Fragmento del texto:
++++++++++++++++++++

Adentro es un espacio reducido, húmedo, desordenado. En la pared de enfrente, pegada con cinta adhesiva, está la fotografía del agente José Adán Servellón – asesinado el pasado sábado frente a sus dos hijos -. Al costado izquierdo: un escritorio, una silla y un radio trasmisor. Es la subdelegación de la Policía Nacional Civil (PNC) de San Jacinto, San Salvador.
Allí, al fondo, hay una habitación con cinco o seis catres. Sobre una silla de plástico reposan dos delgadas colchonetas. En el patio está un baño y un extenso lavadero. En el suelo hay tres baldes con agua.
Dos jóvenes agentes aguardan en la delegación, mientras sus compañeros patrullan en la calle. La noche del martes recibieron, a través de un comunicado, una noticia que no cayó en gracia: suspensión de licencias a nivel nacional.
El estado de emergencia, según explica el documento policial, es coyuntural y transitorio debido a los últimos ataques armados donde han muerto policías, muchos de ellos estando de licencia.
— ¿Qué fue lo que les dijeron?, pregunto.
Uno de los policías señala una hoja de papel bond pegada en la pared. Es el memorándum emitido por las jefaturas policiales. En una frase subrayada con marcador fluorescente se lee: “A partir de la fecha y hasta segunda orden se suspenden las licencias, permisos y descansos semanales del personal policial”. Abajo, con plumón rojo y en mayúscula dice: “Ojo”.
El otro policía rompe el silencio y manifiesta con un tono de indignación:
— Eso es todo. A nosotros no nos han dicho nada de palabra. Y ya pueden ver las condiciones en la que estamos. Nosotros necesitamos ver a la familia, estar con la familia, no dejarla sola por mucho tiempo.
— ¿Sabe cuál es el problema? – cuestiona el otro agente – que si uno se queja lo único que le ofrecen es depurarlo. Nosotros estamos conscientes que la situación está difícil. Pero, también nos cansamos, somos humanos. Además, acá no tenemos incentivos, comenzando por las condiciones y el salario. Y a pesar de todo, nosotros nos dejamos la vida en la calle.
En la delegación de San Jacinto el calor es asfixiante. Los dos policías continúan adentro, sentados, comunicándose por radio y hablando de sus condiciones. Afuera se estaciona una patrulla policial y dos agentes bajan a tres sujetos tatuados de sus cuerpos. En el celular de uno de ellos hay mensajes cifrados, en clave, que hablaban de “fierros, juguetitos y pegadas”.

++++++++++++++++++++

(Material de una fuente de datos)
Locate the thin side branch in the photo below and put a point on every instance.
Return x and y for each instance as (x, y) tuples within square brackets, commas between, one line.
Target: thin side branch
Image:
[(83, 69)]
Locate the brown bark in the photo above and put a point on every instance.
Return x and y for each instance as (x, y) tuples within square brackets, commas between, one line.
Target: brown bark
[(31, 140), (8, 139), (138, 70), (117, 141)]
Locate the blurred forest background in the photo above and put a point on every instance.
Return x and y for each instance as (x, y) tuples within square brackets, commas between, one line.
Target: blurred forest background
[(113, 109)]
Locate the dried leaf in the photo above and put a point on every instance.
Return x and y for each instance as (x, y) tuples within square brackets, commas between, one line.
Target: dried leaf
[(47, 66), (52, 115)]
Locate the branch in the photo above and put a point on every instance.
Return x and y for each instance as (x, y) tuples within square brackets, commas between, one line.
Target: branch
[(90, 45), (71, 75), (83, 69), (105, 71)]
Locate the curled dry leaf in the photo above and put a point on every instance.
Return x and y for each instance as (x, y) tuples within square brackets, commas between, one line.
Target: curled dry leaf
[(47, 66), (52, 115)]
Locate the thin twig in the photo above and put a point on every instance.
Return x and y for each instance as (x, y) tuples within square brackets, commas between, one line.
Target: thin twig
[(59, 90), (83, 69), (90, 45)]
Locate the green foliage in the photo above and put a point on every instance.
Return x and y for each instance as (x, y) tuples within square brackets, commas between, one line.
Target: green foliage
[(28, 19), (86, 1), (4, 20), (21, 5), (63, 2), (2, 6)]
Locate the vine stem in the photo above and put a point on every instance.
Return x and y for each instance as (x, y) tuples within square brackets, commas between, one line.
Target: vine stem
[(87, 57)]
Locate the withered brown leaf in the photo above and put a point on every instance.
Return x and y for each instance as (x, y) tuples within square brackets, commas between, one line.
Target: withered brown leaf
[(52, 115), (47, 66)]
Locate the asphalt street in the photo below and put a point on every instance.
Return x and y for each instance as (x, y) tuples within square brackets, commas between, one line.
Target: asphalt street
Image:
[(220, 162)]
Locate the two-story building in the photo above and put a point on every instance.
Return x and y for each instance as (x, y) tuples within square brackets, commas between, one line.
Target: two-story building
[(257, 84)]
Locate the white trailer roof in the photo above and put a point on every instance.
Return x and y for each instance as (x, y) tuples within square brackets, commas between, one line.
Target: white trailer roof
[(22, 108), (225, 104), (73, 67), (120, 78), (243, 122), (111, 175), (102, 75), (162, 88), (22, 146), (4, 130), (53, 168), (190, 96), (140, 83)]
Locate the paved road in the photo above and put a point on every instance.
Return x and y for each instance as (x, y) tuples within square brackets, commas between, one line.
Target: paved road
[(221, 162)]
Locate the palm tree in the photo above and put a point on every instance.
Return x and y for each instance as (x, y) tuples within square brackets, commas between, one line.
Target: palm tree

++++++++++++++++++++

Qué debe hacer:
Continúe el relato sobre los agentes de la subdelegación policial de San Jacinto a partir de su última oración.

La respuesta:
— Ve, esto es de todos los días. Los de abajo, los que andamos en la calle, los que ponemos el pecho y la cara, a los que nos están matando, somos los que estamos en peores condiciones.
— La gente del nivel ejecutivo – dice el otro – viven en mejores condiciones, tienen a sus familias en lugares seguros, pasan en oficinas y en sus casas. Y esto se lo va a decir cualquier compañero base. El oficial le va a decir lo contrario, que tenemos buenas condiciones, que hay motivación, incentivos, en fin…
La plática continúa por varios minutos. Los agentes se desahogan, con decepción, con desánimo. A ratos con coraje. Uno de los policías se pone de pie, observa la fotografía y dice: “imagínense que les mataran a un compañero con el que conviven, con quien andan en la calle, con quien comen en el mismo plato y duermen en el mismo catre. No es sencillo”.
En San Marcos
El agente observó que un automóvil puso las luces intermitentes y se estacionó frente a la casa contigua a la delegación. Segundos después escuchó un golpe en el techo, seguido de una fuerte explosión y un relámpago que le cegó la vista.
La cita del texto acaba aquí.